- **WORK REQUEST**
Output every entry exactly as given.

==== DATA FOR ANALYSIS

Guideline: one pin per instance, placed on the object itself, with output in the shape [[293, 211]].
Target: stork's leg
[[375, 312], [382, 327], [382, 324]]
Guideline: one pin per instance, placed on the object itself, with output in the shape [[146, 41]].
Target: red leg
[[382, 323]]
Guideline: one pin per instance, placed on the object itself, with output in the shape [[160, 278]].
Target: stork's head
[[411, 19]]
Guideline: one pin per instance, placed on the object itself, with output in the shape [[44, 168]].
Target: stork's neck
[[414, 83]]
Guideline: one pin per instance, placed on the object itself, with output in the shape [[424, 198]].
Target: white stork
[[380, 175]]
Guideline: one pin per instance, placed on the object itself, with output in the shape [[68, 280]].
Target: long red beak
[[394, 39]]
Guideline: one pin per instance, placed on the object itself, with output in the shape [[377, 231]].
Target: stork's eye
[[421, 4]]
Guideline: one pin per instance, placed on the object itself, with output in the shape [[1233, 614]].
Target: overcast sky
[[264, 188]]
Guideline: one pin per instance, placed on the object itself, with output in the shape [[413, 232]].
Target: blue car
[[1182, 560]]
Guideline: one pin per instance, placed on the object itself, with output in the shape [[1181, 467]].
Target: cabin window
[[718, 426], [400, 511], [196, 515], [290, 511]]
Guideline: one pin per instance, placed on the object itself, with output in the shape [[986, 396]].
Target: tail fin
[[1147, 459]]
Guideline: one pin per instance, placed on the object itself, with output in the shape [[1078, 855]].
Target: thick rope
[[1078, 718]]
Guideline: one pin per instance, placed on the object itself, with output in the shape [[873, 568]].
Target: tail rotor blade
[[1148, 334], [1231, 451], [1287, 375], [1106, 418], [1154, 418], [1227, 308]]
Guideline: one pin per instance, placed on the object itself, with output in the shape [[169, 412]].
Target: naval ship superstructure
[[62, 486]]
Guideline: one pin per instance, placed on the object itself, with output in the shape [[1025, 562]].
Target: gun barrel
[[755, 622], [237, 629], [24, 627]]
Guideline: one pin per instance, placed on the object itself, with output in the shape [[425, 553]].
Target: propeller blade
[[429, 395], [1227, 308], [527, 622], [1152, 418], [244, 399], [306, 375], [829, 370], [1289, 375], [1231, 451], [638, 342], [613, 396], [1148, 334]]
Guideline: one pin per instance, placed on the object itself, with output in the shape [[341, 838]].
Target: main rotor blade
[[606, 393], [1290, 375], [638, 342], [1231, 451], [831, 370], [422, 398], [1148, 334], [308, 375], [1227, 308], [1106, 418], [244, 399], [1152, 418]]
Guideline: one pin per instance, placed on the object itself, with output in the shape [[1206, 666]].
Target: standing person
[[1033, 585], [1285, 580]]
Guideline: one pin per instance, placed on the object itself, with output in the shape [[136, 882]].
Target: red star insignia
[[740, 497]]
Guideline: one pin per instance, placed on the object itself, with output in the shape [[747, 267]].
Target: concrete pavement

========

- **RESPONSE AREA**
Guideline: one pin per instance, placed on the object itself, with output in the shape [[293, 211]].
Target: stork's leg
[[375, 312], [382, 327], [382, 324]]
Guideline: one pin per instance, placed on the object itself, with output in the shape [[146, 41]].
Target: red leg
[[382, 323]]
Guideline: one pin per instance, placed on the object itself, with output in the shape [[160, 278]].
Target: stork's head
[[411, 19]]
Guideline: one pin per instance, placed on the object itself, with output in the shape [[44, 168]].
Target: stork's neck
[[414, 83]]
Guideline: one pin per instance, placed on the object itself, with output in the shape [[424, 198]].
Target: white stork
[[380, 175]]
Guideline: one pin per instance, placed on the object itself, with output in the shape [[68, 280]].
Target: long red beak
[[394, 39]]
Guideline: one pin per instance, placed on the object itself, with output in the shape [[377, 231]].
Target: stork's eye
[[421, 4]]
Guideline: one pin per instance, placed on the object itself, with output in the shape [[1233, 614]].
Target: overcast sky
[[264, 188]]
Guideline: one pin per instance, placed on the object itself, with output in the shape [[413, 232]].
Target: blue car
[[1182, 560]]
Guideline: one pin per instance, placed on the object itself, with output in the shape [[1181, 467]].
Target: cabin window
[[718, 426], [400, 511], [196, 515], [290, 511]]
Guideline: one pin per instance, placed on the object itself, with output in the shape [[986, 396]].
Target: tail fin
[[1147, 459]]
Guideline: one pin per instance, placed on the object itself, with output in the shape [[1078, 855]].
Target: thick rope
[[1078, 718]]
Guideline: one pin per instance, placed on the object itself, with output in the shape [[873, 568]].
Target: tail rotor blade
[[1148, 334], [1231, 451], [1287, 375], [1106, 418], [1154, 418], [1227, 308]]
Guideline: one pin per instance, placed on the object itself, with output in the shape [[169, 412]].
Target: naval ship superstructure
[[62, 486]]
Guideline: one pin per instance, placed on the object itself, with output in the shape [[1025, 562]].
Target: gun barrel
[[755, 622], [237, 629], [24, 627]]
Guideline: one pin per instance, placed on the object itself, with output in the shape [[425, 553]].
Target: propeller blade
[[429, 395], [1227, 308], [527, 622], [1152, 418], [244, 399], [306, 375], [829, 370], [1289, 375], [1231, 451], [638, 342], [613, 396], [1148, 334]]
Guideline: one pin per instance, placed on the object itself, with output in the shape [[341, 838]].
Target: main rotor blade
[[606, 393], [1290, 375], [638, 342], [1231, 451], [831, 370], [422, 398], [1148, 334], [308, 375], [1227, 308], [1106, 418], [244, 399], [1152, 418]]
Guideline: one pin per instance, placed on the object itself, with output in the shape [[1206, 666]].
Target: standing person
[[1033, 585], [1285, 580]]
Guideline: one pin per instance, placed on the object itself, with output in the shape [[136, 882]].
Target: red star insignia
[[740, 497]]
Guideline: one pin per instance, placed on the object itself, with output in the shape [[747, 267]].
Target: concrete pavement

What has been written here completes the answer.